▶

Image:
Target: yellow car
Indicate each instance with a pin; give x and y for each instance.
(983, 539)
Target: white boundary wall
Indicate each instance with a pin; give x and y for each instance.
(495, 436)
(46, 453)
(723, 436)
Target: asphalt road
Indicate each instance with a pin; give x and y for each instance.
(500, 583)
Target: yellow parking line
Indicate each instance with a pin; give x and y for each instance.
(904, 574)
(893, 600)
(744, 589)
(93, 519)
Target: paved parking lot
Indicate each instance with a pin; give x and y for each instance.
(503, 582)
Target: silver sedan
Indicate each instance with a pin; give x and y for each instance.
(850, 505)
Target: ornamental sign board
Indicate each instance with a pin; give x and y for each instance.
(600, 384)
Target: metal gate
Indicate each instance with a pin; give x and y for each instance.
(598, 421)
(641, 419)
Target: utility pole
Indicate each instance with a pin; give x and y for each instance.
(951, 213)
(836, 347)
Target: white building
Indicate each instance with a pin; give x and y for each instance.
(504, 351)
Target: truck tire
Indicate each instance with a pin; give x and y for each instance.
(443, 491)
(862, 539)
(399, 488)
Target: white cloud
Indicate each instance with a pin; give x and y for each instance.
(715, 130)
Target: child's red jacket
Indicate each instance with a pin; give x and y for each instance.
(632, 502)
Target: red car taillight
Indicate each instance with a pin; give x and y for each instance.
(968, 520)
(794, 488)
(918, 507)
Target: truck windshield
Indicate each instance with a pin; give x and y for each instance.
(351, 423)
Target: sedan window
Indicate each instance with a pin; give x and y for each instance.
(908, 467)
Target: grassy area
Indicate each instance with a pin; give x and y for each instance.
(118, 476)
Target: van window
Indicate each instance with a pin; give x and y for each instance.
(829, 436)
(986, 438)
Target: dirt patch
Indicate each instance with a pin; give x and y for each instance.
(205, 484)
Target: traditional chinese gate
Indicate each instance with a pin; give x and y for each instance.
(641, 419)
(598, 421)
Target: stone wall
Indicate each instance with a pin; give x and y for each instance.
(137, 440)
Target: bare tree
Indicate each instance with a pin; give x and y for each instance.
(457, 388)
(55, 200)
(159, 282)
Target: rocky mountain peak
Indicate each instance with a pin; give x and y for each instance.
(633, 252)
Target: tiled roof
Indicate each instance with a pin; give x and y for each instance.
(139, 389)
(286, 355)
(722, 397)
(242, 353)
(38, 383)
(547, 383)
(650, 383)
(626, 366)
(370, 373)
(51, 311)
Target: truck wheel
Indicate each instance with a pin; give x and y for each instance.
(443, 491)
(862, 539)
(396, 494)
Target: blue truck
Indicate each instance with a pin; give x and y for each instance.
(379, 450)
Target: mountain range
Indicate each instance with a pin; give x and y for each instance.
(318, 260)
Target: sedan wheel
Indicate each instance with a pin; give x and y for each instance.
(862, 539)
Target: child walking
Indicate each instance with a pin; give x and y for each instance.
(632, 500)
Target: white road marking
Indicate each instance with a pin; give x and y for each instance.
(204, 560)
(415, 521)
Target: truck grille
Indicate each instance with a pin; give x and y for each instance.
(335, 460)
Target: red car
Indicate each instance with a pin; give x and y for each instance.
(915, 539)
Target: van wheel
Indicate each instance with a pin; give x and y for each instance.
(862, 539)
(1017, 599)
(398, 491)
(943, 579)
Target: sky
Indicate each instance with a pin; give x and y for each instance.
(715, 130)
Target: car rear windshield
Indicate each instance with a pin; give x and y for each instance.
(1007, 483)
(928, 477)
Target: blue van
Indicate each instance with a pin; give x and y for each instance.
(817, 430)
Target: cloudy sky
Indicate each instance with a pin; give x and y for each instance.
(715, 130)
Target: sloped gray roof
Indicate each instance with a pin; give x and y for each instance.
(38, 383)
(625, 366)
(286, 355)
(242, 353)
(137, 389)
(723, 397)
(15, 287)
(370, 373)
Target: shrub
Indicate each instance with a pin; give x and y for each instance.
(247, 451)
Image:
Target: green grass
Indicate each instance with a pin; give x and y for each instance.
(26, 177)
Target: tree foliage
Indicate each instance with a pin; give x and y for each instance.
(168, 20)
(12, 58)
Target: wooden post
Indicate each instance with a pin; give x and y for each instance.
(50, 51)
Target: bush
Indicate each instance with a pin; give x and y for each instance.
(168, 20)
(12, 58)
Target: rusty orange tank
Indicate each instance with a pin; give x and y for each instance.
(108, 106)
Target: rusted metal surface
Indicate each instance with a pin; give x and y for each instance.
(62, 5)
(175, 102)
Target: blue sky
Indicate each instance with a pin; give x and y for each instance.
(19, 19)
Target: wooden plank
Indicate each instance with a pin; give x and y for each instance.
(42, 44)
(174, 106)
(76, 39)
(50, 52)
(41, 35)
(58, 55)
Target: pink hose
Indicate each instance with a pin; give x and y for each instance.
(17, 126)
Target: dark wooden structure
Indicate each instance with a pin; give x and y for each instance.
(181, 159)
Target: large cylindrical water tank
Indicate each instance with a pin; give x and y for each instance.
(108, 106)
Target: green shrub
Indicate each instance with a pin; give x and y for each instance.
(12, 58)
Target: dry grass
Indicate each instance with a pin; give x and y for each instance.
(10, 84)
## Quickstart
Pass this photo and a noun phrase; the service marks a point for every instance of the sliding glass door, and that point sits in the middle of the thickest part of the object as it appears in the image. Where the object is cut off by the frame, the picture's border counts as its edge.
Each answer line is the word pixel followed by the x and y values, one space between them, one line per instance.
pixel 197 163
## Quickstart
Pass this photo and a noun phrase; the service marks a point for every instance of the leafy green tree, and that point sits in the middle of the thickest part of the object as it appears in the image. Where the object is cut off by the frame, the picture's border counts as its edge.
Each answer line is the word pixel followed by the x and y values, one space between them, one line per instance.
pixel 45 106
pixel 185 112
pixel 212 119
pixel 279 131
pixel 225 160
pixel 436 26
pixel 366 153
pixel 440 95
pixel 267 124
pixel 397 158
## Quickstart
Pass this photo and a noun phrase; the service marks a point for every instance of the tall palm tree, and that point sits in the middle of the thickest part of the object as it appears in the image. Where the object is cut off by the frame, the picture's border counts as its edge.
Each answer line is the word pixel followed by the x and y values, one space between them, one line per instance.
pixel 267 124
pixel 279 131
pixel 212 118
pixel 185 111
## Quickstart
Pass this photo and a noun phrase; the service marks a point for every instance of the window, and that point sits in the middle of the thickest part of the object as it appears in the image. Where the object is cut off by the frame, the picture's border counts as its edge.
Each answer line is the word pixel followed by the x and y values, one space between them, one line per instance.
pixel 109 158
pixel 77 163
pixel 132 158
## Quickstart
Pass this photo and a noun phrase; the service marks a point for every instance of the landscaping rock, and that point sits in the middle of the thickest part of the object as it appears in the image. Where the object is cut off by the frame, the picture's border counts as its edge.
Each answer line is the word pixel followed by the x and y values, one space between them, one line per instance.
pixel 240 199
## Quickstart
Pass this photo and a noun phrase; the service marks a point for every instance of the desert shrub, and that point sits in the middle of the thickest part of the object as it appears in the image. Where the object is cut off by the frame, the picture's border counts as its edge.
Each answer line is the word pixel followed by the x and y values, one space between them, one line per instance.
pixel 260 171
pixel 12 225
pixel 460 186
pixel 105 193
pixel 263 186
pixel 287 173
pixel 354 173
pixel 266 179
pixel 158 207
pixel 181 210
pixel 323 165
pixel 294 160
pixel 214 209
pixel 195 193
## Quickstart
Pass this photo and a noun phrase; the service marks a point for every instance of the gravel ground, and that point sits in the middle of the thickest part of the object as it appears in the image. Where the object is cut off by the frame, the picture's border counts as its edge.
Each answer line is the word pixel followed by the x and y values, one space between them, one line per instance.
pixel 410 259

◀

● **WHAT TO WORK ON**: Give nothing but the count of lines in the listing above that hold the string "wooden".

● **TASK ANSWER**: 3